## TASK DESCRIPTION
Everything from the line holding "Wildlife-tally tagging: find every instance of the gold" to the end of the data must be reproduced exactly; include both boundary lines and nothing else.

## DATA FOR ANALYSIS
------------------------------

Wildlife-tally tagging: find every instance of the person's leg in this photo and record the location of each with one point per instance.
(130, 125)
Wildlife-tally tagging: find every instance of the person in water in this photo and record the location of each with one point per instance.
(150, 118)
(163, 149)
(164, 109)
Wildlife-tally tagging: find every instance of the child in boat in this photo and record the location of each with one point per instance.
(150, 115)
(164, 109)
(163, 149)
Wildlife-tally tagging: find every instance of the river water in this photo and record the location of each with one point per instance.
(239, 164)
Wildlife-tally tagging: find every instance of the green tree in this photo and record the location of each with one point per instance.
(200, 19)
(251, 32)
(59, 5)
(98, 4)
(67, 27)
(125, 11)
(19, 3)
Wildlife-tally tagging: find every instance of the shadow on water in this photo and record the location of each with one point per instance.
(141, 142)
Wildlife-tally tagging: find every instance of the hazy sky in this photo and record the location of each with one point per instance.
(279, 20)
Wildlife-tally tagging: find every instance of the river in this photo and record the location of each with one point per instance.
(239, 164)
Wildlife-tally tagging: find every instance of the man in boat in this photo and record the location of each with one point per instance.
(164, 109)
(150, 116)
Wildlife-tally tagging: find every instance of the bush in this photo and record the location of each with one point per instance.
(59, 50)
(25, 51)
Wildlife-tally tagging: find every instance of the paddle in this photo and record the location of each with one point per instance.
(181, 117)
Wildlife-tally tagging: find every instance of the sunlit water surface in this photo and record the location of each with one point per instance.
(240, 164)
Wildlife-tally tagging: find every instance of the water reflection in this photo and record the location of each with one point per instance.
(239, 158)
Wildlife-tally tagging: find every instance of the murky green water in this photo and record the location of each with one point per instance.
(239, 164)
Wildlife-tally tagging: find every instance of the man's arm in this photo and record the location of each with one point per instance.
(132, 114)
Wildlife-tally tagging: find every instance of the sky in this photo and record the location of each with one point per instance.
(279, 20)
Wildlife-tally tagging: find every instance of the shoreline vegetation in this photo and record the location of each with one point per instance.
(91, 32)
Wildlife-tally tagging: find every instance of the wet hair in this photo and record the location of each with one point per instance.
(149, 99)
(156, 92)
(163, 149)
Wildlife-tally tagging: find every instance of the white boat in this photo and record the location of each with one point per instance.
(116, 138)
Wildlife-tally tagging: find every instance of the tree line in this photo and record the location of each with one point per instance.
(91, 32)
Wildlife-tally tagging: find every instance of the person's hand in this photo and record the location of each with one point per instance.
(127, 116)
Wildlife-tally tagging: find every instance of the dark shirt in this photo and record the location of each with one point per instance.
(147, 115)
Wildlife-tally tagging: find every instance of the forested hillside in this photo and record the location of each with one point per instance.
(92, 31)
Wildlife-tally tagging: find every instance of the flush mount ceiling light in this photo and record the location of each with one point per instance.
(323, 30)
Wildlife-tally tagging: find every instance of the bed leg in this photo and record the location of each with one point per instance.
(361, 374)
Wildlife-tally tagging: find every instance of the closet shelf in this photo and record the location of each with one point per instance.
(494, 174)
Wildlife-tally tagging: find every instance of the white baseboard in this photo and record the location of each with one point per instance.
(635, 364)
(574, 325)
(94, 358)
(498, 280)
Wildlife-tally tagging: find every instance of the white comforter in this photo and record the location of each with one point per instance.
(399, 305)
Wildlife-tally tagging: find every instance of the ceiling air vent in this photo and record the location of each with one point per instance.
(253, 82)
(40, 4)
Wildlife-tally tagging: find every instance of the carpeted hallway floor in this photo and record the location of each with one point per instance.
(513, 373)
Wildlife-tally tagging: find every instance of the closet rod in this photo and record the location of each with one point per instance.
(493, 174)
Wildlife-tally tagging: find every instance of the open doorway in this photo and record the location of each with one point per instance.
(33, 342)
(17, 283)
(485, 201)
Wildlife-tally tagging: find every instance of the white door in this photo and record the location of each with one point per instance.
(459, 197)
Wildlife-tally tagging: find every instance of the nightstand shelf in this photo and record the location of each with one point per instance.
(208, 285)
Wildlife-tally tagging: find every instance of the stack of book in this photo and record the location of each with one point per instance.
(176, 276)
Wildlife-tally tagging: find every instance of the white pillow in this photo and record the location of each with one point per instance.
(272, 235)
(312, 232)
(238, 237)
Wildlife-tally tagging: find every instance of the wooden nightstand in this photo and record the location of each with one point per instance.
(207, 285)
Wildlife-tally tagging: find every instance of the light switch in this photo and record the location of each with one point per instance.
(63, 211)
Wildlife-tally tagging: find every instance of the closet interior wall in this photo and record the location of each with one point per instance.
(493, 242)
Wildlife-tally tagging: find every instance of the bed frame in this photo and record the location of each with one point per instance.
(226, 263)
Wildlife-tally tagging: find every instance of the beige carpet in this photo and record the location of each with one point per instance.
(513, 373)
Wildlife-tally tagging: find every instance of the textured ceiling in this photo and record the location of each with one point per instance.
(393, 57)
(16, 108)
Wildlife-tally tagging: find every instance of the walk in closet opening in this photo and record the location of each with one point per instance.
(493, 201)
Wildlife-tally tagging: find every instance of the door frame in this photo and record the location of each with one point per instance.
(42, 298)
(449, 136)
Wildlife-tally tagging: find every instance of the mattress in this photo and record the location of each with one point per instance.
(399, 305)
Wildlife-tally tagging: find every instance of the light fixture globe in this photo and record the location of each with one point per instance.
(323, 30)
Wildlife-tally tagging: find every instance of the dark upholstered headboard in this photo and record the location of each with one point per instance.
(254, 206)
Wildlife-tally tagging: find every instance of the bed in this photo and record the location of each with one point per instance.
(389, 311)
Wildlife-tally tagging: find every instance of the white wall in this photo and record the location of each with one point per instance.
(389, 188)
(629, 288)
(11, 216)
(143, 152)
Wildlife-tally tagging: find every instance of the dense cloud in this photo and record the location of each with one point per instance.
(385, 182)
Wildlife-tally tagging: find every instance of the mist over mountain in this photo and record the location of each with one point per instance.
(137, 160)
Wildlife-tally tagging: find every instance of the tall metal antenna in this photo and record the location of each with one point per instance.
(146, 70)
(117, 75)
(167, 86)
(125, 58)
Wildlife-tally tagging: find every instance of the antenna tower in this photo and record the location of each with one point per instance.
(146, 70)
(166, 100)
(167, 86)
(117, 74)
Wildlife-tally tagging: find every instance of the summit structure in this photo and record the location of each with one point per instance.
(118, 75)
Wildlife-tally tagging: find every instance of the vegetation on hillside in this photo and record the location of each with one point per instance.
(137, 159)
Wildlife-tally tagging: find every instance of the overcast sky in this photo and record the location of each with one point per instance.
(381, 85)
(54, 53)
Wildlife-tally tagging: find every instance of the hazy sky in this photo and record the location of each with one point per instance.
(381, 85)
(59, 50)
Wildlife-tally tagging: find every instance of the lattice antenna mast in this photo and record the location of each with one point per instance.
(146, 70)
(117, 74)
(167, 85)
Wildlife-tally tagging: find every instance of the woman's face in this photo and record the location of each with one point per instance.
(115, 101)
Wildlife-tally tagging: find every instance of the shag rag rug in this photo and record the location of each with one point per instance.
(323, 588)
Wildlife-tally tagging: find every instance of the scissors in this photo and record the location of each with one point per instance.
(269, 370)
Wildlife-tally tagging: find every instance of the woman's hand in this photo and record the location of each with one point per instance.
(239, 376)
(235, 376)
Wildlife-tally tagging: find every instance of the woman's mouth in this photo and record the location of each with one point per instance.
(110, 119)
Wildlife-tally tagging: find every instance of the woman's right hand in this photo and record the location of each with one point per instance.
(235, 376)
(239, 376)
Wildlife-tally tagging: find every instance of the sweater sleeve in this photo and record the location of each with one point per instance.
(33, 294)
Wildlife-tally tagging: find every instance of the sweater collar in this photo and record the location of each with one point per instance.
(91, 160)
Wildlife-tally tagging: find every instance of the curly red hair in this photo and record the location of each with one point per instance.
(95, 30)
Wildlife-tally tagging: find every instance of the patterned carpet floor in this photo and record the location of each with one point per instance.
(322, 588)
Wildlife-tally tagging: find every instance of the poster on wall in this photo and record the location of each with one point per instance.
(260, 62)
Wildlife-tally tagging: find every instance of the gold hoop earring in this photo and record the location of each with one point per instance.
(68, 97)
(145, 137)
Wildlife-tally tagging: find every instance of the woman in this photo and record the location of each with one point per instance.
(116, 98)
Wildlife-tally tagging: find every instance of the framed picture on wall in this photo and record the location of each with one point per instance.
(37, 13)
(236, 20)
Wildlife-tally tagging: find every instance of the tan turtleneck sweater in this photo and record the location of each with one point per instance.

------------------------------

## SOLUTION FOR THIS EXERCISE
Wildlife-tally tagging: find every instance of the gold hoop earring in this photo and record the location of each with one point per instance.
(68, 97)
(145, 137)
Wildlife-tally tagging: find every instance of the woman in this photo and record the location of each with one point per instance.
(116, 98)
Wildlife-tally tagging: find every instance of the framed picture on wall in this photo and record the location of each with one point per instance.
(37, 13)
(236, 20)
Wildlife-tally tagging: find every instance of the tan turtleneck sweater in this photo and record the location of each with one point per instance.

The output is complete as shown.